EXERCISE REQUIREMENTS:
1. Answer these questions from the article on algorithm registries:
(a) By when did Van Huffelen promise that information on all government algorithms would be publicly available?
(b) Besides public transparency, which functionalities does the article name as helping organizations gain more internal control over their algorithms?
(c) According to the authors, where does a registry's true value lie?
2. Reproduce the passage of the article on algorithm registries starting at "On February 15^th" and ending at "to start with.", word for word.
3. Decide whether each statement agrees with the article on algorithm registries. Answer yes or no, and quote the words from the article that settle it.
(a) Organizations in the private sector also have trouble keeping an inventory of their own algorithms.
(b) The authors hold that a public algorithm registry is enough to enable public oversight.
(c) Van Huffelen made her commitment during a debate on algorithms and data ethics within the Dutch government.

EXCERPTED TEXT:
━━━━━━━━━━━━━━━━━━━━━━━━━━━━━━

Download pdf

Themes

Data & Analytics

Keywords

#AI ethics, #AI governance, #AI oversight, #algorithm registry, #artificial intelligence

Introduction
Transparency, public oversight and internal control
General transparency versus individual explainability
Functional choices for algorithm registries
Scoping the registry: decisions on width and depth
- Width
- Depth
Transparency alone is not enough to enable public oversight on algorithms
References

Ylja Remmits

Frank van Praat

Beyond transparency: harnessing algorithm registries for effective algorithm governance

May 2023 - Publication 2023/1

The Dutch government’s creation of a registry for all their algorithms is a positive first step towards increasing public control. But the future will decide whether this is good enough, and if organizations need to take further steps beyond transparency to manage algorithm risks.

We argue that an algorithm registry can also provide a foundation for managing algorithms risks internally. On top of public transparency, there are more functions that organizations should consider when implementing an algorithm registry. Collaboration and knowledge management, risk assessments and general governance are as well functionalities that help organizations to gain more (internal) control over their algorithms. It’s up to each organization to determine the best approach for them. But it goes without saying that with the right measures in place, algorithm registries help to increase public trust in algorithms and internally assure that they are used ethically and responsibly.

Introduction

On February 15^th 2023, Dutch State Secretary for Digitalization Van Huffelen made a bold commitment with potentially far-reaching implications. During a debate about the usage of algorithms and data ethics within the Dutch government, she promised that by the end of 2023, information on all government algorithms would be publicly available in the recently launched algorithm registry of the Dutch government ([Over]). This ambitious promise poses a significant challenge. The broad and complex nature of algorithms and their widespread use makes it difficult to obtain a complete overview of all algorithms used in the public sector. In fact, we observe that many organizations – also in the private sector – struggle to create and maintain an inventory of their own algorithms to start with.

There is an increasing demand from society and in the parliament ([Klav21], [Dass22]) for greater control over algorithms. In this light Van Huffelen’s ambition is logical. However, it is open to debate whether the added transparency provided by the Dutch registry will actually effectively mitigate the risks inherent in the usage of algorithms by the public sector. We believe that a public algorithm registry is not enough to enable public oversight or to minimize the potential devastating impact of algorithms and AI. We merely believe that a complete and comprehensive overview of algorithms could be a great start for end-to-end algorithm governance. In this article, we argue that a registry’s true value lies in its use as a tool for governance and risk management.

━━━━━━━━━━━━━━━━━━━━━━━━━━━━━━

Excerpts of pointing data:
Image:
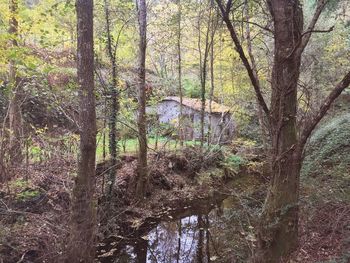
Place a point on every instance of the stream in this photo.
(210, 231)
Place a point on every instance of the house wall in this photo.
(222, 126)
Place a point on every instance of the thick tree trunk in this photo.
(278, 233)
(142, 175)
(181, 133)
(15, 115)
(81, 244)
(113, 105)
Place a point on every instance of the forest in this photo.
(174, 131)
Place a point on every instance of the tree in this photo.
(178, 45)
(81, 244)
(15, 116)
(113, 102)
(141, 121)
(278, 230)
(204, 56)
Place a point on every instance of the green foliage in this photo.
(27, 194)
(191, 88)
(19, 184)
(328, 152)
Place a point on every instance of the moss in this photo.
(325, 171)
(328, 152)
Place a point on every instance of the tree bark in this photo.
(15, 115)
(181, 133)
(81, 246)
(142, 174)
(278, 231)
(113, 105)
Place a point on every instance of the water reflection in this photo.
(189, 239)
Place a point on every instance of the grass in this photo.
(131, 145)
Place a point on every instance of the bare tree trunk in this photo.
(81, 246)
(142, 173)
(278, 234)
(278, 231)
(15, 116)
(260, 112)
(211, 92)
(181, 133)
(113, 104)
(203, 66)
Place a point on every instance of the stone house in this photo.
(220, 118)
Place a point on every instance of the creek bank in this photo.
(193, 190)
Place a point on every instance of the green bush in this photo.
(328, 152)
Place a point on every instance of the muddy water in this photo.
(206, 236)
(213, 230)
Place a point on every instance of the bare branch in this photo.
(254, 80)
(307, 35)
(318, 31)
(342, 85)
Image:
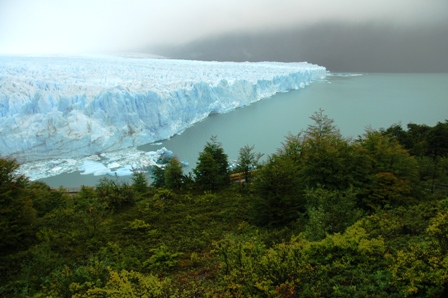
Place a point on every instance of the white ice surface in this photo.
(66, 108)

━━━━━━━━━━━━━━━━━━━━━━━━━━━━━━

WORKED SOLUTIONS:
1.
(a) By the end of 2023.
(b) Collaboration and knowledge management, risk assessments and general governance.
(c) In its use as a tool for governance and risk management.

2.
On February 15^th 2023, Dutch State Secretary for Digitalization Van Huffelen made a bold commitment with potentially far-reaching implications. During a debate about the usage of algorithms and data ethics within the Dutch government, she promised that by the end of 2023, information on all government algorithms would be publicly available in the recently launched algorithm registry of the Dutch government ([Over]). This ambitious promise poses a significant challenge. The broad and complex nature of algorithms and their widespread use makes it difficult to obtain a complete overview of all algorithms used in the public sector. In fact, we observe that many organizations – also in the private sector – struggle to create and maintain an inventory of their own algorithms to start with.

3.
(a) Yes: "many organizations – also in the private sector – struggle to create and maintain an inventory of their own algorithms to start with."
(b) No: "We believe that a public algorithm registry is not enough to enable public oversight or to minimize the potential devastating impact of algorithms and AI."
(c) Yes: "During a debate about the usage of algorithms and data ethics within the Dutch government, she promised that by the end of 2023, information on all government algorithms would be publicly available"